* **Available records**
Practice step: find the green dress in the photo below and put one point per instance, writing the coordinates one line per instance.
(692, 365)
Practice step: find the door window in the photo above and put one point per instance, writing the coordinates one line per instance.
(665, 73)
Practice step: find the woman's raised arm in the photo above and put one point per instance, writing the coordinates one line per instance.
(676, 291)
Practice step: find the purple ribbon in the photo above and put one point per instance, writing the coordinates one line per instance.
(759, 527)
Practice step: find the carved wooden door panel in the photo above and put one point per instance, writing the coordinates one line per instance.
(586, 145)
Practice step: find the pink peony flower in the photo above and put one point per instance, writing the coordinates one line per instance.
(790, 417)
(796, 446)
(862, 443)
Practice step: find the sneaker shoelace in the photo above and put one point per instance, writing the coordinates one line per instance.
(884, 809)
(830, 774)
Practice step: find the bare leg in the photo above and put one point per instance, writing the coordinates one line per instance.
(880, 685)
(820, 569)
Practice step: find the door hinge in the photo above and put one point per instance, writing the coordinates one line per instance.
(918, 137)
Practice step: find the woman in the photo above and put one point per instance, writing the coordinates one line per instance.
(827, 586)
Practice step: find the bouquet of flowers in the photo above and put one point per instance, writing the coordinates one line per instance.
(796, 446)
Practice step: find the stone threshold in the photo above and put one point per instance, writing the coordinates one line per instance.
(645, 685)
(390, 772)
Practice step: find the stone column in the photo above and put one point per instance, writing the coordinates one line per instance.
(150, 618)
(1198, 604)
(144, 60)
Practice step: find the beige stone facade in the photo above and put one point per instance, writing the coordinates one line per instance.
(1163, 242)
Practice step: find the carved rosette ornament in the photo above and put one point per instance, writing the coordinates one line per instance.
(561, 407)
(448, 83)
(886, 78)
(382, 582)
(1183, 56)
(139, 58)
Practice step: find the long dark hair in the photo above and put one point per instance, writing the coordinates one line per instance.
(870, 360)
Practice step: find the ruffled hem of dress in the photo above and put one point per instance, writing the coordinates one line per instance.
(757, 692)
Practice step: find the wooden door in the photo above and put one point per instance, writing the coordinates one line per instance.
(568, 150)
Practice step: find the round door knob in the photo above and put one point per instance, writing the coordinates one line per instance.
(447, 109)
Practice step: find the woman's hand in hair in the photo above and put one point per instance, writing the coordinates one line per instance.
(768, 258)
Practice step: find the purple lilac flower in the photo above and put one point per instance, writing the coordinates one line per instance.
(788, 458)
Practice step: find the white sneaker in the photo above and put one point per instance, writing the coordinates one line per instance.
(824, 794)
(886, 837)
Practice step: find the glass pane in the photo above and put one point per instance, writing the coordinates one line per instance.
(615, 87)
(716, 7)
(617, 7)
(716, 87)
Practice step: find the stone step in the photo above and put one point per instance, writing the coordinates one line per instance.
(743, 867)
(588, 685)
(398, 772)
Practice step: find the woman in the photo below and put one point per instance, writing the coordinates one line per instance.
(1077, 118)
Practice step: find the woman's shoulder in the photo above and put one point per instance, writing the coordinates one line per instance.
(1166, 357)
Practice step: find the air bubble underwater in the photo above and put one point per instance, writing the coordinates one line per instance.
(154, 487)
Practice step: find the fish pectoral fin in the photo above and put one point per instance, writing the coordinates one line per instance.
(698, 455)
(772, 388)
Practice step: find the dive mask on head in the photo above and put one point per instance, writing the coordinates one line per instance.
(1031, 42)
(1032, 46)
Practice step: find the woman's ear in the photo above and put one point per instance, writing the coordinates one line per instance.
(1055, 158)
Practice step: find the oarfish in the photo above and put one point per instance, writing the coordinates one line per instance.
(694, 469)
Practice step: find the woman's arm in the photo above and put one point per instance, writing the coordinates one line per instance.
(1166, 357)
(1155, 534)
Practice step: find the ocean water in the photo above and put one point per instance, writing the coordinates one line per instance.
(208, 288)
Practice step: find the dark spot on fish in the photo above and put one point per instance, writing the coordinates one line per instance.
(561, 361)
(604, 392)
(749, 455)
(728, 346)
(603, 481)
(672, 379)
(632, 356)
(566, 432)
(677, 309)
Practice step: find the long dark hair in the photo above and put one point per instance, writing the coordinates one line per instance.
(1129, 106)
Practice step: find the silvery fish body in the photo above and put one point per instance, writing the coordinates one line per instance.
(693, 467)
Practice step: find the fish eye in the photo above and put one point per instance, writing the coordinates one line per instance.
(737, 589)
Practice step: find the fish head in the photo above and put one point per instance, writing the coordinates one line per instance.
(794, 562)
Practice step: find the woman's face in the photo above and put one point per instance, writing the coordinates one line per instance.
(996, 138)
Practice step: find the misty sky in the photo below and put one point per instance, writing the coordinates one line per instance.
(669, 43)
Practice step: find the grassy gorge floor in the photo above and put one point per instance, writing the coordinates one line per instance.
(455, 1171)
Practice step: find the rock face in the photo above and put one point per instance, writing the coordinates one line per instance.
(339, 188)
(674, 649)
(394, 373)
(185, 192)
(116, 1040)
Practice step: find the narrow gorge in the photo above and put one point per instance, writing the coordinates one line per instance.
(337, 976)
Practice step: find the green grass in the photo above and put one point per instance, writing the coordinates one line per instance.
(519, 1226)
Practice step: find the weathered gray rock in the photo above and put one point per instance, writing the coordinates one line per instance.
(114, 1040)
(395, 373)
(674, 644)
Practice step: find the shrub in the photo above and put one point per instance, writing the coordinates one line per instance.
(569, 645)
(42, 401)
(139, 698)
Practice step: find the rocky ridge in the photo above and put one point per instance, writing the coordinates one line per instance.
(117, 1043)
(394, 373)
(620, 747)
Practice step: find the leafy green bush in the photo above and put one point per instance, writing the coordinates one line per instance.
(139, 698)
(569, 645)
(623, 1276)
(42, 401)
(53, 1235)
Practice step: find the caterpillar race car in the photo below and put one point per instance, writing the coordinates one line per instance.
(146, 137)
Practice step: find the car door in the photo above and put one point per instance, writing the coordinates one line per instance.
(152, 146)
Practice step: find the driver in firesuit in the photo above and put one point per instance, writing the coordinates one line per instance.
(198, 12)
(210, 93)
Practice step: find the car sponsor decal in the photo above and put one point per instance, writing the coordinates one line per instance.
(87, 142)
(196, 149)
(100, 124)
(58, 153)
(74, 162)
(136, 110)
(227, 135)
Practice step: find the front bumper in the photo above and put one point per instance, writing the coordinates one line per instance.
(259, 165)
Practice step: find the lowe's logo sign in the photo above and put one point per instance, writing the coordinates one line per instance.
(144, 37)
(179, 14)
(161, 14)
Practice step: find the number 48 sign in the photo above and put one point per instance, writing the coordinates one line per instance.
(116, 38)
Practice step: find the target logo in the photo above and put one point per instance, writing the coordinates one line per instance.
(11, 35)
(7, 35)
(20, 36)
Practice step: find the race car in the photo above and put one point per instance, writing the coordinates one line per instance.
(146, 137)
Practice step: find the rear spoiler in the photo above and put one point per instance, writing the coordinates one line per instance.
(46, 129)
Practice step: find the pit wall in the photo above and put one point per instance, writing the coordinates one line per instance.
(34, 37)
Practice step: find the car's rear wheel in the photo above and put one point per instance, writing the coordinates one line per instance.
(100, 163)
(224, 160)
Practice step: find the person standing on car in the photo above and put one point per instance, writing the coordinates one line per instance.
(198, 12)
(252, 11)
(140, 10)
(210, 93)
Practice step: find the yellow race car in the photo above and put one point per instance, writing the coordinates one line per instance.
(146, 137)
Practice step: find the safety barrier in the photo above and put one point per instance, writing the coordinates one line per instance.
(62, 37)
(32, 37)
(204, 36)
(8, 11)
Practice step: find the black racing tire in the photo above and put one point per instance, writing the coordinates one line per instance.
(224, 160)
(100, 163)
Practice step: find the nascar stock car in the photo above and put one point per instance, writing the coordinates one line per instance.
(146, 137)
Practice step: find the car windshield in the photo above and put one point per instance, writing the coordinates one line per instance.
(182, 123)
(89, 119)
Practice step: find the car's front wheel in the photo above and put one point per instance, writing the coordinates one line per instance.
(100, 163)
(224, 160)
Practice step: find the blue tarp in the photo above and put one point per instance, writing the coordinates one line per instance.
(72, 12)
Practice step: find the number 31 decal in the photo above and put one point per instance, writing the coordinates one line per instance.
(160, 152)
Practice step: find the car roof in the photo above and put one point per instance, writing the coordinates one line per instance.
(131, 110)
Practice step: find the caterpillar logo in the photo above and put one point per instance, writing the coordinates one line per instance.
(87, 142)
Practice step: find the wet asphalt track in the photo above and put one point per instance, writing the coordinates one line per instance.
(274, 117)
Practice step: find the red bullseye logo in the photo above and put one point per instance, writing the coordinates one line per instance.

* **The task**
Exactly reproduce the lines that run from the line with "Practice step: find the pit" through the last line of the records, inclusive.

* **Exercise solution**
Practice step: find the pit wall in the photo above and put one point per instance, writing the coordinates one line per instance.
(34, 37)
Practice step: find the car's rear wheel in the photo above and put one point per instance, writing the coordinates one line per instance.
(100, 163)
(224, 160)
Practice step: find the person standing on car in the photo above and put one point per instance, writing the coordinates one line per instance.
(198, 12)
(252, 11)
(140, 10)
(210, 93)
Practice step: find the yellow race car in the photo above and put one point per instance, writing the coordinates one line per instance.
(146, 137)
Practice step: find the safety barrier in the photo above and put one point per instance, writing the coordinates one line per instance.
(62, 37)
(32, 37)
(204, 36)
(8, 11)
Practice step: find the black racing tire in the photo above and put one point per instance, writing the coordinates one line per instance.
(224, 160)
(100, 163)
Practice step: find the nascar stock car in the photo above and put one point per instance, writing the coordinates one line per instance.
(146, 137)
Practice step: find the car windshield in the photo above and put one point per instance, writing the coordinates one line per instance.
(182, 123)
(89, 119)
Practice step: find the car's front wheel in the photo above and put one point per instance, writing the coordinates one line per instance.
(100, 163)
(224, 160)
Practice step: find the blue tarp in the photo above and put one point per instance, writing the coordinates one line per instance.
(72, 12)
Practice step: find the number 31 decal in the photo above and put one point per instance, writing the coordinates one line per instance.
(160, 152)
Practice step: find the car roof in the photo above and put one point per instance, writing the coordinates one line per instance.
(131, 110)
Practice step: find the caterpillar logo in the photo above and put one point per instance, writing the coordinates one line per instance.
(87, 142)
Practice step: find the wet asphalt track in the photo above and put one point per instance, writing the coordinates one line per instance.
(274, 117)
Practice step: find the red bullseye logo in the photo above and put one point per instance, writing the coordinates one line per instance.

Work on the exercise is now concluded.